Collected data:
* * * * * * *
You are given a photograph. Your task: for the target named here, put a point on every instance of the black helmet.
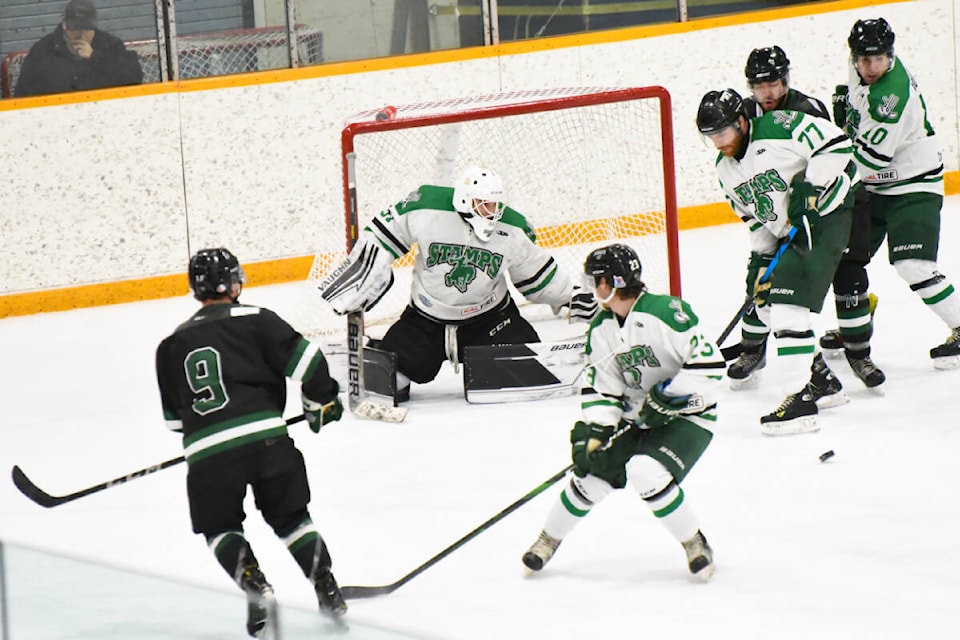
(213, 272)
(618, 263)
(718, 110)
(871, 38)
(766, 64)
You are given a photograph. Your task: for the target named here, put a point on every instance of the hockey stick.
(44, 499)
(360, 405)
(369, 592)
(748, 301)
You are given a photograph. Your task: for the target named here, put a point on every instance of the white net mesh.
(583, 174)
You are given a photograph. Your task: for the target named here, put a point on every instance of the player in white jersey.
(901, 164)
(648, 406)
(785, 170)
(768, 75)
(469, 243)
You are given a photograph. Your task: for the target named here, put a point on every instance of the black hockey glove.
(583, 306)
(839, 99)
(756, 267)
(319, 414)
(803, 203)
(586, 438)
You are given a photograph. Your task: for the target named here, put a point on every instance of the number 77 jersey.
(781, 145)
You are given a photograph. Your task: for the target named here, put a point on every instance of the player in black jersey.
(768, 75)
(222, 384)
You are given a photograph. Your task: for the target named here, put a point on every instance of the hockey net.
(587, 167)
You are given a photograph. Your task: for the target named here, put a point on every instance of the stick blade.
(31, 490)
(355, 593)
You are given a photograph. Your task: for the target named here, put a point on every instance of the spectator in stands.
(77, 56)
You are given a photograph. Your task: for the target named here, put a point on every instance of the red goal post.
(585, 166)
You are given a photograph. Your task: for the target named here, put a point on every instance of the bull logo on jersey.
(754, 192)
(887, 108)
(632, 362)
(785, 118)
(467, 263)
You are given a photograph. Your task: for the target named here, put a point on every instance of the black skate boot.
(797, 414)
(328, 594)
(864, 368)
(824, 385)
(947, 355)
(539, 554)
(744, 373)
(261, 605)
(699, 557)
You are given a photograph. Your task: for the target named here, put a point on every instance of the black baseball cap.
(80, 15)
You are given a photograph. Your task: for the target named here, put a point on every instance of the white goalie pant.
(652, 482)
(924, 272)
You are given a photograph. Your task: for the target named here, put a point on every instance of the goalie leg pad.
(360, 281)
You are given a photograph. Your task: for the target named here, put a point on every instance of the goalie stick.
(733, 351)
(360, 403)
(369, 592)
(44, 499)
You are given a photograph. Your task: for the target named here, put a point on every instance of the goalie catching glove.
(318, 414)
(660, 408)
(361, 281)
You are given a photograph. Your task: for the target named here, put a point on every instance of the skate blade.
(946, 362)
(806, 424)
(374, 411)
(833, 400)
(750, 382)
(705, 574)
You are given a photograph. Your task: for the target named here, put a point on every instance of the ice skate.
(745, 372)
(699, 557)
(824, 386)
(538, 555)
(328, 594)
(947, 355)
(864, 368)
(797, 414)
(261, 604)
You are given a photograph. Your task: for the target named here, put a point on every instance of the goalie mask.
(213, 272)
(618, 264)
(478, 198)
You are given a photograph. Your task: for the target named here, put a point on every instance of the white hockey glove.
(361, 281)
(583, 306)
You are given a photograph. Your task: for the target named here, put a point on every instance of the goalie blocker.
(494, 374)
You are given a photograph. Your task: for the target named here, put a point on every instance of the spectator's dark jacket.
(51, 67)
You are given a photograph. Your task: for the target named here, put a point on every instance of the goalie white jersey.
(456, 276)
(783, 144)
(659, 340)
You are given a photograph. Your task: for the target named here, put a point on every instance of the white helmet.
(475, 187)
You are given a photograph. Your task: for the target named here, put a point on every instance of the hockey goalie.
(470, 242)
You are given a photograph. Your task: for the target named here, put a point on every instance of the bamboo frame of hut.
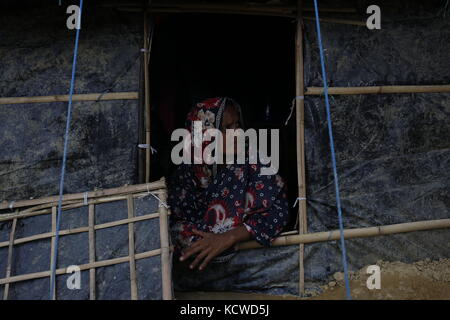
(128, 193)
(300, 141)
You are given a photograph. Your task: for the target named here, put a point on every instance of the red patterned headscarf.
(210, 113)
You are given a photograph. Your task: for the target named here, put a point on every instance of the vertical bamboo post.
(91, 251)
(130, 205)
(300, 126)
(8, 267)
(52, 250)
(147, 97)
(165, 248)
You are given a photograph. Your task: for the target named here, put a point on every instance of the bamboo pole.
(53, 247)
(379, 89)
(97, 264)
(282, 11)
(300, 140)
(338, 21)
(92, 251)
(352, 233)
(152, 186)
(10, 216)
(147, 97)
(132, 263)
(76, 97)
(9, 263)
(165, 250)
(81, 229)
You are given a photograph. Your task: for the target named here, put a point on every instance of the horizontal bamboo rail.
(76, 97)
(70, 205)
(379, 89)
(152, 186)
(283, 11)
(352, 233)
(80, 229)
(241, 11)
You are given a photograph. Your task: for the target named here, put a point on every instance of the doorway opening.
(248, 58)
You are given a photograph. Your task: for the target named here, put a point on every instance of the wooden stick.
(10, 249)
(352, 233)
(92, 251)
(300, 130)
(81, 229)
(53, 247)
(283, 11)
(165, 250)
(337, 21)
(152, 186)
(10, 216)
(130, 205)
(379, 89)
(97, 264)
(147, 97)
(76, 97)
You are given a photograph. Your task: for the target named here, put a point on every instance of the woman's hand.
(212, 244)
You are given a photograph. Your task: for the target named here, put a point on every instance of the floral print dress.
(236, 195)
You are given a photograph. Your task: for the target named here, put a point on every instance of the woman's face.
(230, 120)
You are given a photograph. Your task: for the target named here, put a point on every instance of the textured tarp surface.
(36, 54)
(393, 154)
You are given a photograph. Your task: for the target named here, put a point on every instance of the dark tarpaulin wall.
(36, 54)
(393, 154)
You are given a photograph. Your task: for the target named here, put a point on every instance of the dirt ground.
(422, 280)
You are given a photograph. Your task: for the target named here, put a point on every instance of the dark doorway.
(248, 58)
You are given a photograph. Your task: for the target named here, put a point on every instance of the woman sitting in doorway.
(214, 207)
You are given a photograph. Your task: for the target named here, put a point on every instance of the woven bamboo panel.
(118, 238)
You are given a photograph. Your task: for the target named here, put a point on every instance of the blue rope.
(333, 155)
(63, 168)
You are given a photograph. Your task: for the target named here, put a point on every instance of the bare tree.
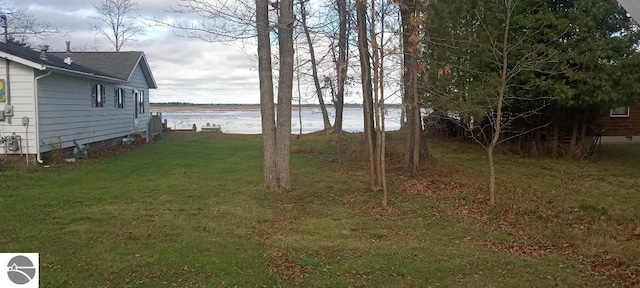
(23, 27)
(229, 21)
(286, 21)
(117, 21)
(266, 93)
(367, 89)
(411, 46)
(314, 66)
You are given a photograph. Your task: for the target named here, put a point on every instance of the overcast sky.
(185, 70)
* * * * * * *
## [Exercise directions]
The entries above are to be reproduced exactly, with the pictures dropped.

## [Reply]
You are given a photograph. Your task: for the target named here, put a point on every instance of the black helmet.
(213, 272)
(618, 263)
(718, 110)
(871, 38)
(766, 64)
You are given a photograph. Your task: for the target named here, put a point on every instance of the hockey stick.
(44, 499)
(360, 405)
(369, 592)
(748, 301)
You are given a photograph. Your task: for the target named here, put a point on every instance of the white net mesh.
(583, 174)
You are given a photograph. Your task: for the target named here, put a point on every instance of the player in white jersey.
(901, 164)
(648, 406)
(785, 170)
(768, 75)
(469, 243)
You are given a photograph. Your task: for the target named here, put a point on every instance of the black hockey glove.
(583, 306)
(839, 99)
(756, 267)
(319, 414)
(803, 203)
(586, 438)
You are given a photograph. Your task: for the target named here, put a point on every instance of the number 77 jersey.
(781, 145)
You are given a photograph. Your task: for the target named here, put a point on every instance of the player in black jersey.
(768, 75)
(222, 384)
You are given a photograph. Your task: for the target named here, put a point on every instance of the hockey net.
(587, 167)
You are given a photograph. Your task: for the target named here, put a point on every instance of the stick blade.
(31, 490)
(355, 593)
You are given a photograph. Your task: for the target named here, put a point on every instance of the spectator in stands.
(77, 56)
You are given a photograph. Your task: for the target named here, put a point on every instance of the red goal post.
(585, 166)
You are given a photograph. Your task: for the target named here, put a point on every instance of the bull logo on jersey.
(754, 192)
(887, 108)
(632, 362)
(785, 118)
(467, 263)
You are given a photograph. Your task: for the target named here, put a point on every instance of the black skate boot.
(797, 414)
(328, 594)
(864, 368)
(824, 385)
(947, 355)
(539, 554)
(744, 373)
(261, 605)
(699, 557)
You are given a photograph. Your task: for the target named here, put a point on every instance of the black baseball cap.
(80, 15)
You are given a photograph. Your task: for the target named here, put a point on every instance of the white goalie pant.
(652, 482)
(924, 272)
You are given a photograph. Your task: for the target named here, put a point on every instance of the goalie leg pad.
(360, 281)
You are given a photograph. Your task: for the target named here, put a point on every instance of the goalie stick.
(733, 351)
(360, 403)
(369, 592)
(44, 499)
You are given a photograph. Your task: for the target named here, put a point on every instance of the goalie catching glove.
(318, 414)
(660, 408)
(361, 281)
You are given a photograph. Your task: for the target named here, put a point on every instance of the skate blade.
(946, 362)
(806, 424)
(374, 411)
(833, 400)
(750, 382)
(705, 574)
You are given a photograph. Your task: for the target named here, put a point on every instance of the ice skate.
(745, 372)
(699, 557)
(824, 386)
(538, 555)
(328, 594)
(947, 355)
(864, 368)
(797, 414)
(261, 604)
You are given a photograph. Your task: for the target named here, put a point on every instance of the goalie mask.
(213, 272)
(618, 264)
(478, 198)
You are given a photograph. Your task: for the target named here, put a point on every instance of the white hockey glove.
(361, 281)
(583, 306)
You are given a photograph. Your task: for the target named here, put a point on every instance of the goalie blocker.
(494, 374)
You are given a photograph. Your task: for the target named here, put a point on every instance of the spectator's dark jacket.
(51, 67)
You are given a photograph. Your task: for the target named here, put a point on every instance of the goalie white jersey.
(456, 276)
(783, 144)
(659, 340)
You are given a photograph. Your task: for the target named here, put a point on every instance of the white helmet.
(475, 187)
You are given a photograph. Your task: for the target named here, put a point on every instance of the hockey goalie.
(470, 242)
You are given a photograph. Your task: for the target named here, put a point on every instance of the bamboo frame of hut.
(128, 193)
(300, 141)
You are given a photograph. Your task: for the target named here, put a point on every instance of the red patterned headscarf.
(210, 113)
You are given a photograph. Your task: for the target named here, put a point on every instance of the vertical bamboo post.
(91, 251)
(130, 205)
(300, 126)
(8, 267)
(52, 250)
(147, 97)
(165, 248)
You are given a photograph. Your task: for the target named here, put a point on every instance of the bamboo pole.
(53, 247)
(379, 89)
(97, 264)
(282, 11)
(300, 140)
(338, 21)
(92, 251)
(352, 233)
(152, 186)
(10, 216)
(147, 97)
(132, 263)
(76, 97)
(9, 263)
(165, 250)
(81, 229)
You are given a photograph. Your task: for the target named here, put a point on every instance of the horizontal bamboo rail.
(76, 97)
(70, 205)
(379, 89)
(152, 186)
(283, 11)
(352, 233)
(80, 229)
(241, 11)
You are given a photograph. Your task: for the target named here, put a point on every instance of the doorway opening.
(248, 58)
You are given a photograph. Your task: for the target named here, put a point on every instance of the wooden stick.
(10, 249)
(352, 233)
(92, 251)
(300, 130)
(81, 229)
(53, 247)
(283, 11)
(165, 250)
(337, 21)
(152, 186)
(10, 216)
(130, 205)
(379, 89)
(97, 264)
(147, 97)
(76, 97)
You are given a photograph. Your task: for the target named here, put a point on every instance of the woman's hand.
(212, 244)
You are given a photograph. Your task: for the target named here, put a point on every instance of the floral print dress.
(236, 195)
You are given a photograph. Your task: for the target named here, put a point on every instance of the woman's face.
(230, 120)
You are given a photograph. Your task: for the target named here, put a point on every instance of the textured tarp surface.
(36, 54)
(393, 154)
You are given a photograph. Your task: for the target named here, put a point on every instance of the dark tarpaulin wall.
(36, 54)
(393, 154)
You are given a photograph. Your task: for the target named here, put a point on every instance of the dirt ground.
(422, 280)
You are given a photograph. Your task: for the target named here, put a point on every instance of the dark doorway.
(248, 58)
You are given a photograph. Your task: for the target named here, put a point on every instance of the woman sitting in doorway.
(214, 207)
You are given a photograph. Your task: for the target named here, put a point on every instance of the woven bamboo panel.
(118, 238)
You are given a photograph. Your task: for the target named here, put a point on every instance of the blue rope.
(333, 155)
(63, 168)
You are given a photograph. Your task: for the target named here, put a point on every instance of the bare tree.
(23, 27)
(229, 21)
(286, 21)
(117, 21)
(266, 93)
(367, 89)
(411, 46)
(314, 66)
You are given a photograph. Your task: for the target named here, put a point on every instance of the overcast sky.
(185, 70)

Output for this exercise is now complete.